**Task instructions:** Reproduce the listing below in full, character for character and without any changes.

**Records in a dataset:**
———

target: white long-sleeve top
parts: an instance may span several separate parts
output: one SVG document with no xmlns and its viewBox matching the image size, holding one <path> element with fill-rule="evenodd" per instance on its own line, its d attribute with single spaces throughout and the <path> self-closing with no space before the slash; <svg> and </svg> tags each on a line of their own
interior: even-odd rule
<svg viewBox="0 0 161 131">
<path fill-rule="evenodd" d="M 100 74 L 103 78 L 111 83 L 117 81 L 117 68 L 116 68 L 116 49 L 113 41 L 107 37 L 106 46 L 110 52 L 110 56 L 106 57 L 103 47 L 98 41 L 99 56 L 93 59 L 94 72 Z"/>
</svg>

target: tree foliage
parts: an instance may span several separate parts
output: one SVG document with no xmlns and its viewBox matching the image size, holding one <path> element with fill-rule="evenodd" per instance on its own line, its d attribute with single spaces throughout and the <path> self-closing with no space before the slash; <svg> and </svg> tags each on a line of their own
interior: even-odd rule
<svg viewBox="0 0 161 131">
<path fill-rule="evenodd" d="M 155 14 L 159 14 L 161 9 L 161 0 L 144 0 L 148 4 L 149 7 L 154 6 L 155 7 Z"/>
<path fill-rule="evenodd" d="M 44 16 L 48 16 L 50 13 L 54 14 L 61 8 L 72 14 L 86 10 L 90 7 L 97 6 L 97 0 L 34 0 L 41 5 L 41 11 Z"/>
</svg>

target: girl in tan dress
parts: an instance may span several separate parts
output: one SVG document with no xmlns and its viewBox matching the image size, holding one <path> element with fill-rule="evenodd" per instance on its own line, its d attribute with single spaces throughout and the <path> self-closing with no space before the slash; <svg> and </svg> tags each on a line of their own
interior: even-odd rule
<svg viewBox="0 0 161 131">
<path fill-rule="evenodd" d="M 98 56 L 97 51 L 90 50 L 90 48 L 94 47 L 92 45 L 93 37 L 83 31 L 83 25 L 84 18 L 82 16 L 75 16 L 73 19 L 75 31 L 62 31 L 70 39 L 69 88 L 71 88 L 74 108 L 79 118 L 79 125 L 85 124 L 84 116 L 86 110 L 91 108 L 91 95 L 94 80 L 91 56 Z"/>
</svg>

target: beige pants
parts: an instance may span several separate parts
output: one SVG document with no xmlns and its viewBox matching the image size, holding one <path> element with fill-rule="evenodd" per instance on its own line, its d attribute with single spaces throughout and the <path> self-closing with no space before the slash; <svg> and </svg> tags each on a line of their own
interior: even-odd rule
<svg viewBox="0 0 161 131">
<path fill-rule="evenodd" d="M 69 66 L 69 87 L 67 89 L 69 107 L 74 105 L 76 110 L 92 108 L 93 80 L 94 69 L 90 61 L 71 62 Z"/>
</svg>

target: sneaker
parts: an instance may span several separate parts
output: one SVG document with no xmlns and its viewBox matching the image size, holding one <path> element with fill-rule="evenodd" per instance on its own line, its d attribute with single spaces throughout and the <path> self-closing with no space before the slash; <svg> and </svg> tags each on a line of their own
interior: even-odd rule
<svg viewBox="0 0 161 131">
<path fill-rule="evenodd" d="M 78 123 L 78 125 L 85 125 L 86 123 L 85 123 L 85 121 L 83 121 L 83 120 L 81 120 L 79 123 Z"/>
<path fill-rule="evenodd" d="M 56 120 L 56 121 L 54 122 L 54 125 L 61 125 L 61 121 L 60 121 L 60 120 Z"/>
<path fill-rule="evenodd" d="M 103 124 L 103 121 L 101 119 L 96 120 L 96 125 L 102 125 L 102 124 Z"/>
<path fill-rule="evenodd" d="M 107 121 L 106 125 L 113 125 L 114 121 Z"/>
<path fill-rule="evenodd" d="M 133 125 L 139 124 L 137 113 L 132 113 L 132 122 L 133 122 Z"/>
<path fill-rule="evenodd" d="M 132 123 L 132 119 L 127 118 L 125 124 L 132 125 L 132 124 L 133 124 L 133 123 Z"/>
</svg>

———

**Correct answer:**
target: white long-sleeve top
parts: an instance may span several separate parts
output: one SVG document with no xmlns and its viewBox matching the image size, holding one <path> element with fill-rule="evenodd" per instance on its own line, its d attribute with single spaces throughout and the <path> self-closing with no space before the slash; <svg> and </svg> tags each on a line of their own
interior: even-odd rule
<svg viewBox="0 0 161 131">
<path fill-rule="evenodd" d="M 100 74 L 103 78 L 111 83 L 117 81 L 117 68 L 116 68 L 116 49 L 113 41 L 107 37 L 106 46 L 110 52 L 110 56 L 106 57 L 103 47 L 98 41 L 99 56 L 93 59 L 94 72 Z"/>
</svg>

target: tree foliage
parts: an instance may span several separate parts
output: one SVG document with no xmlns and its viewBox matching the image size, holding one <path> element with fill-rule="evenodd" per instance on its own line, its d attribute with single spaces throughout and the <path> self-closing with no space before the slash; <svg> and </svg> tags each on a line of their own
interior: even-odd rule
<svg viewBox="0 0 161 131">
<path fill-rule="evenodd" d="M 155 14 L 159 14 L 161 9 L 161 0 L 144 0 L 148 4 L 149 7 L 154 6 L 155 7 Z"/>
<path fill-rule="evenodd" d="M 44 16 L 48 16 L 50 13 L 54 14 L 61 8 L 72 14 L 86 10 L 90 7 L 97 6 L 97 0 L 34 0 L 41 5 L 41 11 Z"/>
</svg>

target: girl in tan dress
parts: an instance may span several separate parts
output: one SVG document with no xmlns and its viewBox matching the image size, holding one <path> element with fill-rule="evenodd" per instance on its own line, its d attribute with single spaces throughout and the <path> self-closing with no space before the slash; <svg> and </svg> tags each on a line of their own
interior: even-odd rule
<svg viewBox="0 0 161 131">
<path fill-rule="evenodd" d="M 98 56 L 97 51 L 90 50 L 90 48 L 94 47 L 92 45 L 93 37 L 83 31 L 83 25 L 84 18 L 82 16 L 75 16 L 73 19 L 75 31 L 62 31 L 70 39 L 69 88 L 71 88 L 74 108 L 79 118 L 79 125 L 85 124 L 84 116 L 86 110 L 91 108 L 91 95 L 94 80 L 91 56 Z"/>
</svg>

target: beige pants
parts: an instance may span several separate parts
output: one SVG document with no xmlns and its viewBox matching the image size, holding one <path> element with fill-rule="evenodd" per instance on its own line, its d attribute with single spaces throughout and the <path> self-closing with no space before the slash; <svg> and </svg> tags each on a line of their own
interior: even-odd rule
<svg viewBox="0 0 161 131">
<path fill-rule="evenodd" d="M 69 66 L 69 87 L 67 89 L 69 107 L 74 105 L 76 110 L 92 108 L 93 80 L 94 69 L 90 61 L 71 62 Z"/>
</svg>

target: sneaker
parts: an instance may span several separate parts
output: one SVG document with no xmlns and its viewBox matching the image size, holding one <path> element with fill-rule="evenodd" per instance on its own line, its d attribute with single spaces throughout and the <path> self-closing with no space before the slash; <svg> and </svg> tags each on a line of their own
interior: even-odd rule
<svg viewBox="0 0 161 131">
<path fill-rule="evenodd" d="M 78 123 L 78 125 L 85 125 L 86 123 L 85 123 L 85 121 L 83 121 L 83 120 L 81 120 L 79 123 Z"/>
<path fill-rule="evenodd" d="M 56 120 L 56 121 L 54 122 L 54 125 L 61 125 L 61 121 L 60 121 L 60 120 Z"/>
<path fill-rule="evenodd" d="M 103 124 L 103 121 L 101 119 L 96 120 L 96 125 L 102 125 L 102 124 Z"/>
<path fill-rule="evenodd" d="M 107 121 L 106 125 L 113 125 L 114 121 Z"/>
<path fill-rule="evenodd" d="M 133 125 L 139 124 L 137 113 L 132 113 L 132 122 L 133 122 Z"/>
<path fill-rule="evenodd" d="M 132 123 L 132 119 L 127 118 L 125 124 L 132 125 L 132 124 L 133 124 L 133 123 Z"/>
</svg>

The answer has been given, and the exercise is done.